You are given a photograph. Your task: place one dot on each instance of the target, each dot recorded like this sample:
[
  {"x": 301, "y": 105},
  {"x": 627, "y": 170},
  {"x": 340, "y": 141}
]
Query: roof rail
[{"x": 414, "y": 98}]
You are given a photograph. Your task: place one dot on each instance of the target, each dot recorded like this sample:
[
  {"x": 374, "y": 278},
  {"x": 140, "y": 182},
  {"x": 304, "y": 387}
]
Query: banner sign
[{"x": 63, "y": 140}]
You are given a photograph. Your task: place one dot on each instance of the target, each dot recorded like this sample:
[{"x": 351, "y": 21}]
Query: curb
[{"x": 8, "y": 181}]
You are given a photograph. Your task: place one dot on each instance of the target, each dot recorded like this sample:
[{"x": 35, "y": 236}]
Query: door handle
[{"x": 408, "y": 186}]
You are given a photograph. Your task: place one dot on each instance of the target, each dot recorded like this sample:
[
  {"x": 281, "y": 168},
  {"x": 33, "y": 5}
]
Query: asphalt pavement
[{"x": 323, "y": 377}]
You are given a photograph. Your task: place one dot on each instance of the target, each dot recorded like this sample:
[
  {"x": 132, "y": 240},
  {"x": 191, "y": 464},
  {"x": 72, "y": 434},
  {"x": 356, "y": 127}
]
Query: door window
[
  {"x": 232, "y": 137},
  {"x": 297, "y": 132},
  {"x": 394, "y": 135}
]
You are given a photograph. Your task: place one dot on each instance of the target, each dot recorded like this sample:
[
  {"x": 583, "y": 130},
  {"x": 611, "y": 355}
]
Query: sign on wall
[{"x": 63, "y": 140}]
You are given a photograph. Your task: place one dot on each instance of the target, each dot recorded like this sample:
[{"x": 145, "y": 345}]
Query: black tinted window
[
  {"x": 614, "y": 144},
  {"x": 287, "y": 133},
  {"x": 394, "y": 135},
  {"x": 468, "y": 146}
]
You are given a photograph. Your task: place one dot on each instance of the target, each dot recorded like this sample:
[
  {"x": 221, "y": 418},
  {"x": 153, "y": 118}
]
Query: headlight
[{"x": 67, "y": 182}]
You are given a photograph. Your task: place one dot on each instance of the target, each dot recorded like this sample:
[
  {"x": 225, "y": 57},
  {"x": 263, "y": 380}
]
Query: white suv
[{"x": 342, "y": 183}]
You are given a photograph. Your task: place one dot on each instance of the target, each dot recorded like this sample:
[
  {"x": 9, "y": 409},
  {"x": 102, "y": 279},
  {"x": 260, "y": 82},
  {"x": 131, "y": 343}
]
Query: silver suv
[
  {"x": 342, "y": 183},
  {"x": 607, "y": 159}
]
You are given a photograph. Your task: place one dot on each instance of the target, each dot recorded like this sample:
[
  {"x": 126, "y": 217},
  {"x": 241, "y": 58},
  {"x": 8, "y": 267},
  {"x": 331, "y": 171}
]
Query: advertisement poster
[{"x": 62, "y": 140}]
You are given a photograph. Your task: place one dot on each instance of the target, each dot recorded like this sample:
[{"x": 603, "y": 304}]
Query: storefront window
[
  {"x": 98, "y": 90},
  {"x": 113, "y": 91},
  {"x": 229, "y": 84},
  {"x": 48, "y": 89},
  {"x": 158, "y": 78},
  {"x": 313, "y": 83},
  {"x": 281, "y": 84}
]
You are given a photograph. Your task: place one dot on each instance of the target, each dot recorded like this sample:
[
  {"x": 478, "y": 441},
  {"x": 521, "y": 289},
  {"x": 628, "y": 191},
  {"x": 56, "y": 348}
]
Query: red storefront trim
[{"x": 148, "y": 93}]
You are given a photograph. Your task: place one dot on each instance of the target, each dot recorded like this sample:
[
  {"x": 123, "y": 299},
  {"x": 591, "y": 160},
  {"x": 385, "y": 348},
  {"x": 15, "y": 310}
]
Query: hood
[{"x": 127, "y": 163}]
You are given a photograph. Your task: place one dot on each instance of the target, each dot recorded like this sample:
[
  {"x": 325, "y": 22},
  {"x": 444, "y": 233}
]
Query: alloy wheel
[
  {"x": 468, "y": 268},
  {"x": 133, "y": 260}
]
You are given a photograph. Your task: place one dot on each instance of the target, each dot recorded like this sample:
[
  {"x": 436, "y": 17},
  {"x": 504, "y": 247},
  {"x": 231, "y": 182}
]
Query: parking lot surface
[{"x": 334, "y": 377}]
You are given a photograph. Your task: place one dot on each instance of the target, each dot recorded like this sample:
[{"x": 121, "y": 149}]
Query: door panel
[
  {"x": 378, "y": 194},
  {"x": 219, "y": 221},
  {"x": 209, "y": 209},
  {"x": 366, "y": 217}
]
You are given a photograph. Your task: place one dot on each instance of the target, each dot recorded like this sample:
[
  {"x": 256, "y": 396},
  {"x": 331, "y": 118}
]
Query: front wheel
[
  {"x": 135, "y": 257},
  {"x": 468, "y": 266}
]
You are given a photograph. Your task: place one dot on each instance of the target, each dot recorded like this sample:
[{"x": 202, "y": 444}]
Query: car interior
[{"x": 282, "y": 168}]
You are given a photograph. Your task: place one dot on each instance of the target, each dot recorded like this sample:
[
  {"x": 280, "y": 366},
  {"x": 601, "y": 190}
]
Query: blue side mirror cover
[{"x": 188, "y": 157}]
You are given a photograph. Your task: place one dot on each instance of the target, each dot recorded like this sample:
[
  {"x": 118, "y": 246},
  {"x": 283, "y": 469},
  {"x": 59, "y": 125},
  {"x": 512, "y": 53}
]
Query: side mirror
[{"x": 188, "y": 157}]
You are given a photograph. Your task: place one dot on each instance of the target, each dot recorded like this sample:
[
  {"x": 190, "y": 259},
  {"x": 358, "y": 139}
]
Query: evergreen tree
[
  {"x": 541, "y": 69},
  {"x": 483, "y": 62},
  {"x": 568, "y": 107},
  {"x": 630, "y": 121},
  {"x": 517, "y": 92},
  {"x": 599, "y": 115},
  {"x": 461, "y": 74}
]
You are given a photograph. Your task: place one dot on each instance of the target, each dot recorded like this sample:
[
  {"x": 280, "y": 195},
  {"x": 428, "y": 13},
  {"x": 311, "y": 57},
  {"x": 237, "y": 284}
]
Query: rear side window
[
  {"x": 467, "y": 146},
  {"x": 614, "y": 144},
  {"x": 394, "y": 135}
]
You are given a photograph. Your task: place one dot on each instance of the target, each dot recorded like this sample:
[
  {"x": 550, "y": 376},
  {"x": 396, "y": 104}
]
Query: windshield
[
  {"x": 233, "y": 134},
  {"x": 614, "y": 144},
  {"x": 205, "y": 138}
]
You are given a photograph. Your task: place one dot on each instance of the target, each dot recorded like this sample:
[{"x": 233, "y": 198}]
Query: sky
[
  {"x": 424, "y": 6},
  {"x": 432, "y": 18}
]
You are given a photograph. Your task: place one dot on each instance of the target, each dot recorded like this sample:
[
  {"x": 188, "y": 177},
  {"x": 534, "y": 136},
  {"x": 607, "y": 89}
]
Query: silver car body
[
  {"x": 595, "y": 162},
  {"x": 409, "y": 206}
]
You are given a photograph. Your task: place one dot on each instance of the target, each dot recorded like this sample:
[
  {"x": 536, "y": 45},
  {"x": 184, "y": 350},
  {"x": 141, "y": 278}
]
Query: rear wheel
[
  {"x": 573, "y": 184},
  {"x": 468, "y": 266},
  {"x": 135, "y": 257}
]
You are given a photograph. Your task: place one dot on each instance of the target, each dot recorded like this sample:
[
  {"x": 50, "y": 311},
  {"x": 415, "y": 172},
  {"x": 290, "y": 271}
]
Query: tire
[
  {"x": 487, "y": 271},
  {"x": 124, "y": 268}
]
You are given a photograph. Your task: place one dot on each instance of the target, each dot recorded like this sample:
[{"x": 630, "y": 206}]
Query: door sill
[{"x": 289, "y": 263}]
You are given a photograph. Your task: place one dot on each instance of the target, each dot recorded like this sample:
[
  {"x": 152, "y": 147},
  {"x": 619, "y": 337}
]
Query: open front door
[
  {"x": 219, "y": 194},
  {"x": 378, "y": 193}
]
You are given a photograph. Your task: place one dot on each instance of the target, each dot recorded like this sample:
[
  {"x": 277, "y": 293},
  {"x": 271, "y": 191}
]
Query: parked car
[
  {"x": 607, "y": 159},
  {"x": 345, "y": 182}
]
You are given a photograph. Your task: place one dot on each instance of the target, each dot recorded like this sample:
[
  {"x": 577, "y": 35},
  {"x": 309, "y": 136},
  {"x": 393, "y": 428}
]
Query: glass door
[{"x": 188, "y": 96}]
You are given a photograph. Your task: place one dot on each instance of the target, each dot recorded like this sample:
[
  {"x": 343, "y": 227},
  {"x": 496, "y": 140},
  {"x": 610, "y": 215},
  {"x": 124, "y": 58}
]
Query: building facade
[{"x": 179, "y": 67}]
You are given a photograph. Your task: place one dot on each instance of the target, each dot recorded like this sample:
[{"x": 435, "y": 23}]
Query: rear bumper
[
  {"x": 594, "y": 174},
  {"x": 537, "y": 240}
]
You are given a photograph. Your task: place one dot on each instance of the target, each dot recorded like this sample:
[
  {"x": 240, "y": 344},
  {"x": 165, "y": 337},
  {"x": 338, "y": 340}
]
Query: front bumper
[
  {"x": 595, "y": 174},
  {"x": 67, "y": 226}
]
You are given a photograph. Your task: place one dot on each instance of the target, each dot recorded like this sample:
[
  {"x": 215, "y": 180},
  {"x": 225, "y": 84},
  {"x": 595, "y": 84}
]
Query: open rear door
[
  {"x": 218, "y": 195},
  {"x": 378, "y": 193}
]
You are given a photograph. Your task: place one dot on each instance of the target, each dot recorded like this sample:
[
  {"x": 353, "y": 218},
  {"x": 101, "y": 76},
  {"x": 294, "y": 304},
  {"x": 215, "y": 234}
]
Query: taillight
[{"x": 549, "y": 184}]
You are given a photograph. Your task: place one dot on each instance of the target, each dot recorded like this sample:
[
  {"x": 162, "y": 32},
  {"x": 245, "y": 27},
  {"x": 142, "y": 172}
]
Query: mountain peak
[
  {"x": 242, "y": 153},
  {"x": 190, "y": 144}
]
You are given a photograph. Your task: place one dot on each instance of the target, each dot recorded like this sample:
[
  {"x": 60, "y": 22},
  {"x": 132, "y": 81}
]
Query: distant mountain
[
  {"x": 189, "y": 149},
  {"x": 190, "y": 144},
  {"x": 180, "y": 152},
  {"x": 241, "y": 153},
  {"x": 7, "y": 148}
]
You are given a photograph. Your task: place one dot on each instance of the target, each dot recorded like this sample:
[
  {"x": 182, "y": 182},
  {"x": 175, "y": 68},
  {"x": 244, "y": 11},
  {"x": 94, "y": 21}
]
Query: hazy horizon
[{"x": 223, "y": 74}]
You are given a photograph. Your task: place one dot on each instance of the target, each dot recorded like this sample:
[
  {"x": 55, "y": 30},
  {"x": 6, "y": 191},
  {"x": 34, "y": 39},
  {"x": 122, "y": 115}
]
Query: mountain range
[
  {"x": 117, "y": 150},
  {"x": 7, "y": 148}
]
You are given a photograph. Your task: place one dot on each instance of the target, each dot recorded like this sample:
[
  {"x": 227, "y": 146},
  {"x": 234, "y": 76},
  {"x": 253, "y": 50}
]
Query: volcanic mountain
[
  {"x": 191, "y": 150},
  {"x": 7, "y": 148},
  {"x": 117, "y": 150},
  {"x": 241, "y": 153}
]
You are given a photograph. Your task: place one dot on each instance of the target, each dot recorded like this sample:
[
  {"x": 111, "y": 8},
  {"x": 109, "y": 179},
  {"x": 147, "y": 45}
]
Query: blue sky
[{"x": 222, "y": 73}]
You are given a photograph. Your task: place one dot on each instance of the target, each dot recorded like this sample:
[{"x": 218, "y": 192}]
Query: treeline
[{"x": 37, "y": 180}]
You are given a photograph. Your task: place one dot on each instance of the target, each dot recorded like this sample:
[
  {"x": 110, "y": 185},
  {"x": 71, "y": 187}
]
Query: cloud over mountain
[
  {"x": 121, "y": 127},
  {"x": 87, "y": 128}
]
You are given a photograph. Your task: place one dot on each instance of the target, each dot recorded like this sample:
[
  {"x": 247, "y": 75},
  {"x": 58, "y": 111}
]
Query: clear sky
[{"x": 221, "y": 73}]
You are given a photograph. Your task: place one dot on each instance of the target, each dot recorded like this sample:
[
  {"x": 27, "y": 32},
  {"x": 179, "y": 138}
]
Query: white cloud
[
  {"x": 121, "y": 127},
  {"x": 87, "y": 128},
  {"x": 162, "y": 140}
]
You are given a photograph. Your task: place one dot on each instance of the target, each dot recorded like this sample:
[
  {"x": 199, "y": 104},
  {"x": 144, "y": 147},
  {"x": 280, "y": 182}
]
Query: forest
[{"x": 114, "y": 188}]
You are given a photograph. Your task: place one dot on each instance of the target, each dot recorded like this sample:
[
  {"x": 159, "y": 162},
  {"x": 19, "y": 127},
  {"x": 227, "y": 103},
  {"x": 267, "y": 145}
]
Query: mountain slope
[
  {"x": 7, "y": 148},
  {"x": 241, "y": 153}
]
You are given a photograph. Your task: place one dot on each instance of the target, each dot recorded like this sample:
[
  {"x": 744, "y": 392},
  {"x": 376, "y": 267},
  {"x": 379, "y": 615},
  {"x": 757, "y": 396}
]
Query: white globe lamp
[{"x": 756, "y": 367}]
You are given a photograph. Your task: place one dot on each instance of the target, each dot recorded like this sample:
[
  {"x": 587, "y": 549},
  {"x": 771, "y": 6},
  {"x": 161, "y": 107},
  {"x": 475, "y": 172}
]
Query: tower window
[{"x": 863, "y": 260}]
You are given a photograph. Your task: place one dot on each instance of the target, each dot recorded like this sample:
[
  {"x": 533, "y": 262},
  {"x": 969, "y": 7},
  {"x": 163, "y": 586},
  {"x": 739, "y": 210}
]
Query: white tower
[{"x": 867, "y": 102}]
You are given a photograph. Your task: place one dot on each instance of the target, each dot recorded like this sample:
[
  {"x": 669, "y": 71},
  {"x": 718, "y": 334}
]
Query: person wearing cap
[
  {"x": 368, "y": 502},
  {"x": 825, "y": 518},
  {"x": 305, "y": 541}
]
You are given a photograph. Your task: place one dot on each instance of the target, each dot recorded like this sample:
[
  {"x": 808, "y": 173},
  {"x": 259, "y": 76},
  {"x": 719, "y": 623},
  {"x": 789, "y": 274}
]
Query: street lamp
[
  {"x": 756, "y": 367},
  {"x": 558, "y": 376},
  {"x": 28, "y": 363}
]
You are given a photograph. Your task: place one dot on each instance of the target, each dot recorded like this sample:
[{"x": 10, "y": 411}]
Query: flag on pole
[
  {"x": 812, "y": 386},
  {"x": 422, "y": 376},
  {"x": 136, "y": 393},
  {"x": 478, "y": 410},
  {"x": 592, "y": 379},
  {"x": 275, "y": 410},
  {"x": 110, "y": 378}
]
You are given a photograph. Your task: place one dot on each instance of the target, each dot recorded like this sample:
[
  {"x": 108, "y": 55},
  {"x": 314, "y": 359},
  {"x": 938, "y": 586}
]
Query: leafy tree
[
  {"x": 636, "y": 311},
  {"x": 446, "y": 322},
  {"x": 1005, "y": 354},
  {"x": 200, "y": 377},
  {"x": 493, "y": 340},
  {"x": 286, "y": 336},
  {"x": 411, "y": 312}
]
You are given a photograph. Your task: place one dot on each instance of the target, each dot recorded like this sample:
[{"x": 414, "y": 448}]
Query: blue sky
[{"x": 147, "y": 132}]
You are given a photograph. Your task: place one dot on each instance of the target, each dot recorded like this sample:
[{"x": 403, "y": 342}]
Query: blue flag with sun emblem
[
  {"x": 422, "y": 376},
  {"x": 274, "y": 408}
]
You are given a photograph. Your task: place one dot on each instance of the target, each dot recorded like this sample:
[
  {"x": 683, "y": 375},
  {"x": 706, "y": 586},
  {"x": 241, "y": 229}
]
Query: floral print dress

Directive: Report every line of the records that contains the word "flag", treating uppercase and lowercase letters as different.

Answer for this exercise:
Query: flag on pole
Query: blue flag with sun emblem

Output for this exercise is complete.